* [What is required]: Restate word for word the lines in the listing below, starting at the line containing "Target: white column" and ending at the line containing "Target: arched window", both included; leave out the rest.

++++++++

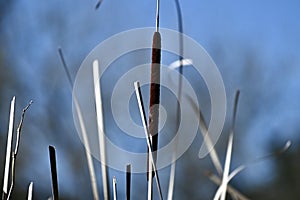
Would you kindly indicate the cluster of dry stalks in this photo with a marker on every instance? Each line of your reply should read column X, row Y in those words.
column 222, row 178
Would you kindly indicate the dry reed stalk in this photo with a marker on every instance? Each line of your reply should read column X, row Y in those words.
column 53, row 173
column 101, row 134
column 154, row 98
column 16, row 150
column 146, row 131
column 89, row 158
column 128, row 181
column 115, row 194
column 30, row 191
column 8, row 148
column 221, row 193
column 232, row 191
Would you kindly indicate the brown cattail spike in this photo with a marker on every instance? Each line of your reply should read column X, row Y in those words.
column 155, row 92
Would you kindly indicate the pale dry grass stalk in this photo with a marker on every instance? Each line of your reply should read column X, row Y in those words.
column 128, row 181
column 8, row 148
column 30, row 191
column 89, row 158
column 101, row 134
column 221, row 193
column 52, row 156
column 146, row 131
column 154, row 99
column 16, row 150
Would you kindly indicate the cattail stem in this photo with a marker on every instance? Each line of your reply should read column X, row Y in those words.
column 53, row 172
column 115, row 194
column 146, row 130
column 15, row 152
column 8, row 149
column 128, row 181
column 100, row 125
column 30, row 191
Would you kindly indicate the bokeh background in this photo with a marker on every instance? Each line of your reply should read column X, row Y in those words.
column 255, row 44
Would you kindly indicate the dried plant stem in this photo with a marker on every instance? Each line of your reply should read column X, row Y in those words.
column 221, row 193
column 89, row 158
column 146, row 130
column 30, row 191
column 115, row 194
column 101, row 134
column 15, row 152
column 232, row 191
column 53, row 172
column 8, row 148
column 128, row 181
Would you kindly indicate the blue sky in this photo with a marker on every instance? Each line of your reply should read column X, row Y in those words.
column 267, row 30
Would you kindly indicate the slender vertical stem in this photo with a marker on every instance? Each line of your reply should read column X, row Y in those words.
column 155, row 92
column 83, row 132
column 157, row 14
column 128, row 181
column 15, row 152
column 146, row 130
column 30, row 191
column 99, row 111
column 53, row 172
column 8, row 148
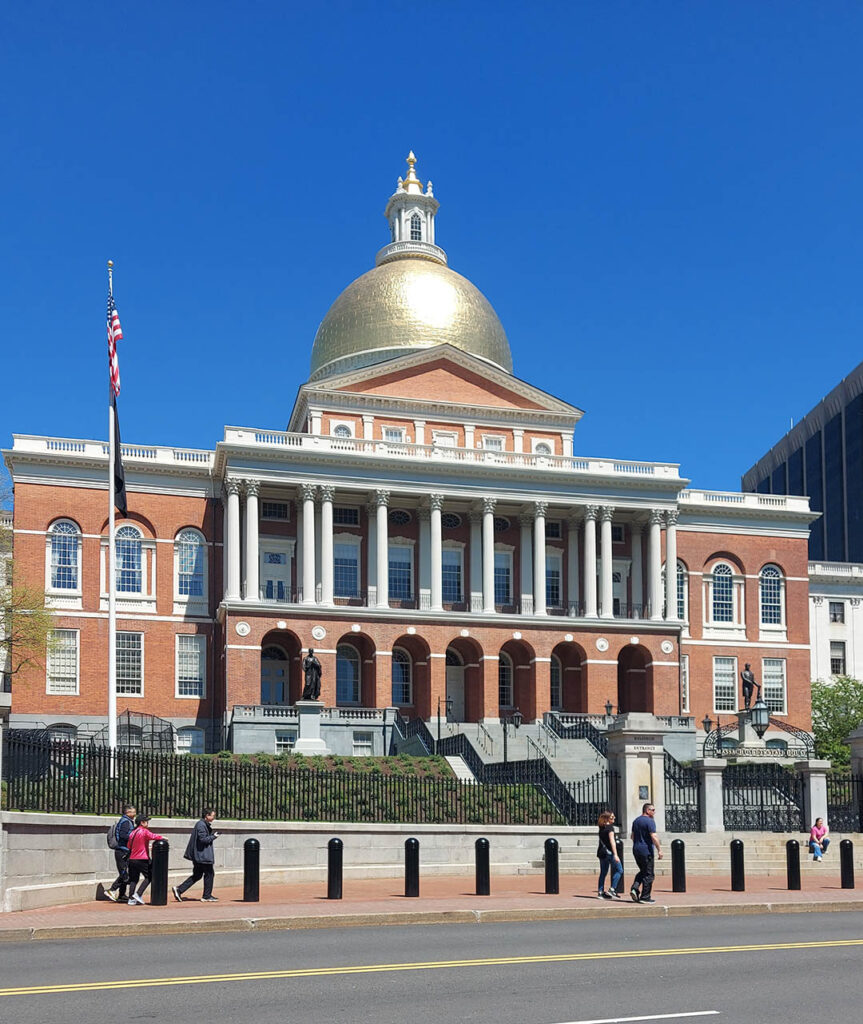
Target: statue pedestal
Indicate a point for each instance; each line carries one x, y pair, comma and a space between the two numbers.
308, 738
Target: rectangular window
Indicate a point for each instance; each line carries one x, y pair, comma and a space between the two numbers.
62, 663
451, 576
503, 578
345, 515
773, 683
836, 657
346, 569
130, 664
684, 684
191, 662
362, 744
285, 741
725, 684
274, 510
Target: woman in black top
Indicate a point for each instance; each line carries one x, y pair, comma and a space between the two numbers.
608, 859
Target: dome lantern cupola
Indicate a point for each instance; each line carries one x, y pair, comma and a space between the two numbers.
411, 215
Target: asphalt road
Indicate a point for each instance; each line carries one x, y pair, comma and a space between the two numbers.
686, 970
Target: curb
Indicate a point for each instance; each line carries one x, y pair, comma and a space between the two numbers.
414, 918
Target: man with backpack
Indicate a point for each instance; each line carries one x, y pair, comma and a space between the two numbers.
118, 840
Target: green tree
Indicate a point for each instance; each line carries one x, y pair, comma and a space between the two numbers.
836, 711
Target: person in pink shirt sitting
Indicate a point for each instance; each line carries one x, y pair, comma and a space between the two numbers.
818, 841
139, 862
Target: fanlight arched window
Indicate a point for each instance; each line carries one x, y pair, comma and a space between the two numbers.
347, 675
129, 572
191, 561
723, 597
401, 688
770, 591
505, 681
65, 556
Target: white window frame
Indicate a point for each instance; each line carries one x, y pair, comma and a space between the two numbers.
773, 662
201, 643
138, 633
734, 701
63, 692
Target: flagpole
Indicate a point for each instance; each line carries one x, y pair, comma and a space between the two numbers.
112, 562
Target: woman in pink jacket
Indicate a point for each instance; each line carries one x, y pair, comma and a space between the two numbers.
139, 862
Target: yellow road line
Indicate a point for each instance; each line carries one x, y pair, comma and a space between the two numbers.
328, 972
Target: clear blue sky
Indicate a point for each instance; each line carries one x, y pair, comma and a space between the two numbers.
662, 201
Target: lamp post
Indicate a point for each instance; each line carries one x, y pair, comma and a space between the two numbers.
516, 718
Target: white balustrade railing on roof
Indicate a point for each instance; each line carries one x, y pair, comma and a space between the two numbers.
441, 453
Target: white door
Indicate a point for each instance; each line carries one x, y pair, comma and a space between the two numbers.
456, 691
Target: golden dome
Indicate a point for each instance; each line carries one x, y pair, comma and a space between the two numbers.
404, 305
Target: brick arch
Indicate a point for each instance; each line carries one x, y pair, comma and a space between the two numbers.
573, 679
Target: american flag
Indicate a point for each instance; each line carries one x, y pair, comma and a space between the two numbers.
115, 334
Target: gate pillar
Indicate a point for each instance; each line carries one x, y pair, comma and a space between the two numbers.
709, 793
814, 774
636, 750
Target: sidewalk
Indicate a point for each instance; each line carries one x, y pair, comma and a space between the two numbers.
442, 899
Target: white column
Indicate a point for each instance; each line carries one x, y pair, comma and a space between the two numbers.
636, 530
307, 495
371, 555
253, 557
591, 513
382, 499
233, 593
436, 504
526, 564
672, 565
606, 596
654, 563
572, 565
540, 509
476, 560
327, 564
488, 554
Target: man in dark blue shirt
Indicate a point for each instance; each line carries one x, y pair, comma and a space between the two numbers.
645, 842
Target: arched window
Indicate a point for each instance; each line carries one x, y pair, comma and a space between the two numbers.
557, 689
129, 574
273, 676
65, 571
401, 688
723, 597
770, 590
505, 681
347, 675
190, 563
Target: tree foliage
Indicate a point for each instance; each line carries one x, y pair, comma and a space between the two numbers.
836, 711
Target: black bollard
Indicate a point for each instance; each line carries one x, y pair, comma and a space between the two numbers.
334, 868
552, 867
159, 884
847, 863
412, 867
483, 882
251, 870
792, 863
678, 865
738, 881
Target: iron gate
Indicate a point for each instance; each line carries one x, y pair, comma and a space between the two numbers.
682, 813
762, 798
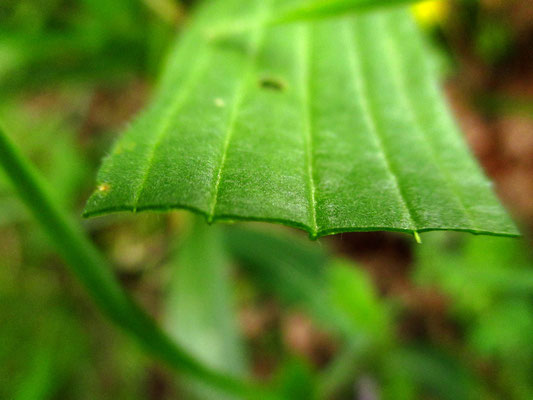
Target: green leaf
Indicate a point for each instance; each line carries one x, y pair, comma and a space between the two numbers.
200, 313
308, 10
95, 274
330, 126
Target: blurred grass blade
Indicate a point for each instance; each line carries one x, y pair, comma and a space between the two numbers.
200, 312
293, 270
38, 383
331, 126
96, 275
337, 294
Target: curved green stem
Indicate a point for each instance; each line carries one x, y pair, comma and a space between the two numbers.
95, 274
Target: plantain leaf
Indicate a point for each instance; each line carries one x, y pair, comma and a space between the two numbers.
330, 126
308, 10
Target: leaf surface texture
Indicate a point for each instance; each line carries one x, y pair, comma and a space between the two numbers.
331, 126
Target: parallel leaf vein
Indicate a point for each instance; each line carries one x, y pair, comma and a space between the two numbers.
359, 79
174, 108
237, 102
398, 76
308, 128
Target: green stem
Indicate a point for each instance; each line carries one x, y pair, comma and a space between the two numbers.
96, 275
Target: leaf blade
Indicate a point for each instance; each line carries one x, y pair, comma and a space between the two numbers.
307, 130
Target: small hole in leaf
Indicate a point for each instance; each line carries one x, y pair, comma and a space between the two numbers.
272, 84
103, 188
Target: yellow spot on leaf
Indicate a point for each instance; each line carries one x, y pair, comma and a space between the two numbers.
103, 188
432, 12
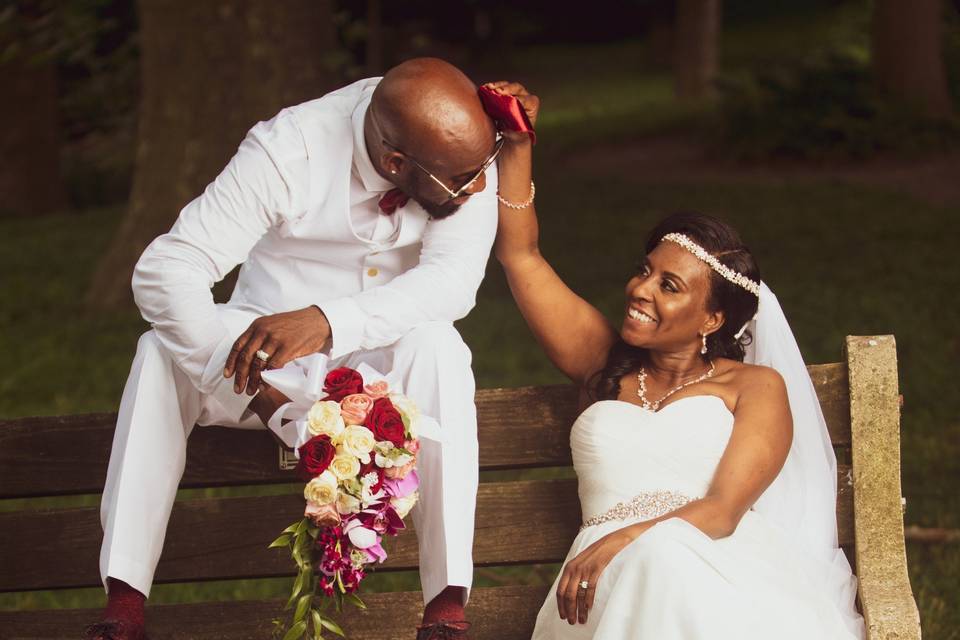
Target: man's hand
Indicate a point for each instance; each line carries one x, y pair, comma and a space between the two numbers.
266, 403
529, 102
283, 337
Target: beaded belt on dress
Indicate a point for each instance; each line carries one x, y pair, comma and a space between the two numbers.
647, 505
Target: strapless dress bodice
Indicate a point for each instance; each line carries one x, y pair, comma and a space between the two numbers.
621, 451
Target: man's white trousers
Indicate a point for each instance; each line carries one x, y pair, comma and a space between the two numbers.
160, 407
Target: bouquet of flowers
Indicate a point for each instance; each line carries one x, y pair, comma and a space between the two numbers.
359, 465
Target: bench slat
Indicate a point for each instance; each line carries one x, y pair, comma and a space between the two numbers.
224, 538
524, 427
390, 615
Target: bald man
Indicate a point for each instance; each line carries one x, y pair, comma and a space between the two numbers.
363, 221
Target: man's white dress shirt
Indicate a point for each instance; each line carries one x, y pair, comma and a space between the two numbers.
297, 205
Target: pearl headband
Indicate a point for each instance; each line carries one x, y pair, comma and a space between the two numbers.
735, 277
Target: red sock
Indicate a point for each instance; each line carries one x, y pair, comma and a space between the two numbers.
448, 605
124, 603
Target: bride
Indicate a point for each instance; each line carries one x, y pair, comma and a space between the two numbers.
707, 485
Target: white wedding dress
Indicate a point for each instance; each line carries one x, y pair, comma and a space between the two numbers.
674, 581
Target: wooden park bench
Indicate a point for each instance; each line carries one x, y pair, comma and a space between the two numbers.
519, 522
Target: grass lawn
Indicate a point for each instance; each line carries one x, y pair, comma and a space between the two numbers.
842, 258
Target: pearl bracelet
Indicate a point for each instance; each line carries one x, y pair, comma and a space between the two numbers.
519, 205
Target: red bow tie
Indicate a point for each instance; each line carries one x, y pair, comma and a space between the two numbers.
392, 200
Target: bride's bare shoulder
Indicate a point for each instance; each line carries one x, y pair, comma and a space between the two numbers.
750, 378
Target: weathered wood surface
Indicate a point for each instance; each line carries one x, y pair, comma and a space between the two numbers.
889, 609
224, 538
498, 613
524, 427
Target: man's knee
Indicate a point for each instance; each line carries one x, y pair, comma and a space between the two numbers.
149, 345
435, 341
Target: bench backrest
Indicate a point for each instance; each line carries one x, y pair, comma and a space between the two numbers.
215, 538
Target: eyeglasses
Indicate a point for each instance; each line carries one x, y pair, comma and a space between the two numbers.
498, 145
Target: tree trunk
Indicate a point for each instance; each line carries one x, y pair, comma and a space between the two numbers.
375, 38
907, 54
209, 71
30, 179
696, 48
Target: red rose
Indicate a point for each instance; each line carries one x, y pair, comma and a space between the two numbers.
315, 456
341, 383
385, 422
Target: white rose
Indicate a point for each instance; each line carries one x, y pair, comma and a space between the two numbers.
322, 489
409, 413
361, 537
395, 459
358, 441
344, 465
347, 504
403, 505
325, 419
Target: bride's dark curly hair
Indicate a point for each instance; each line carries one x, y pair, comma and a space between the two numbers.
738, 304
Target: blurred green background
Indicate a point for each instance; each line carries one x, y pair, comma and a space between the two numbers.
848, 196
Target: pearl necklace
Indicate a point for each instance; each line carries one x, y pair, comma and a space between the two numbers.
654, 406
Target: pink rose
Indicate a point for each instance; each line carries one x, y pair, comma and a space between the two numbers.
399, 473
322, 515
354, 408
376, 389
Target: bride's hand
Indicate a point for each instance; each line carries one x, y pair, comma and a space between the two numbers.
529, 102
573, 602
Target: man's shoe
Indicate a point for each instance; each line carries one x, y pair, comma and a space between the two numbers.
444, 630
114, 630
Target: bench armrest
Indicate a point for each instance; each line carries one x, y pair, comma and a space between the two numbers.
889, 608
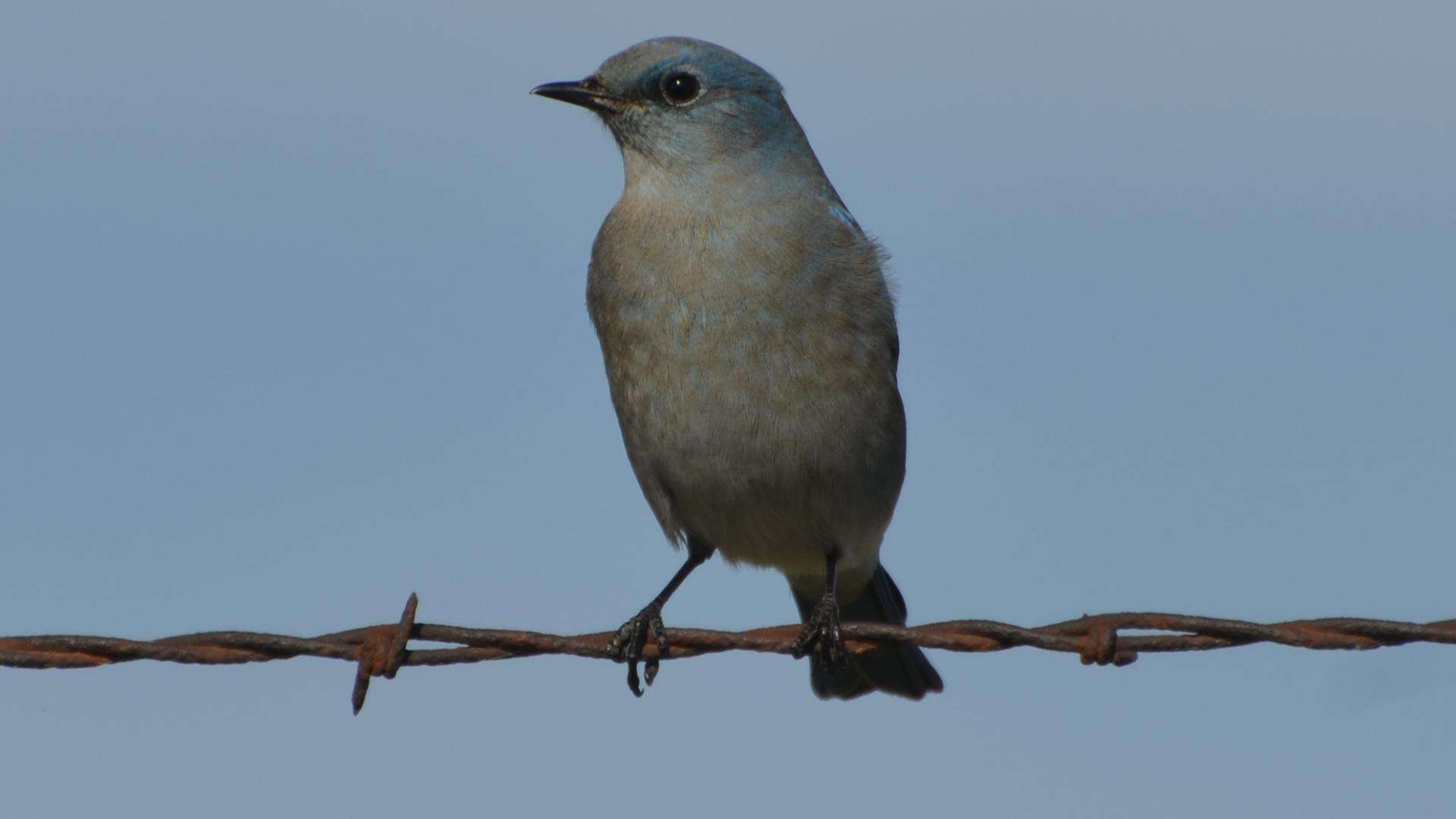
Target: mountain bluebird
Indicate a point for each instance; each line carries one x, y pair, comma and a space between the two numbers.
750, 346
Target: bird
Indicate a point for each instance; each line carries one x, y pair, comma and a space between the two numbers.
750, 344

++++++++

* [Task output]:
Target: white column
Indicate a point for each instance; each line carries one x, y pair, comma and a space between the two numbers.
636, 530
307, 495
371, 555
253, 557
591, 513
382, 499
233, 593
436, 504
526, 564
672, 565
606, 596
654, 563
572, 565
540, 509
476, 560
327, 564
488, 554
Target: man in dark blue shirt
Indicate a point for each instance; each line carries one x, y pair, comma and a space between the two numbers.
645, 842
Target: arched window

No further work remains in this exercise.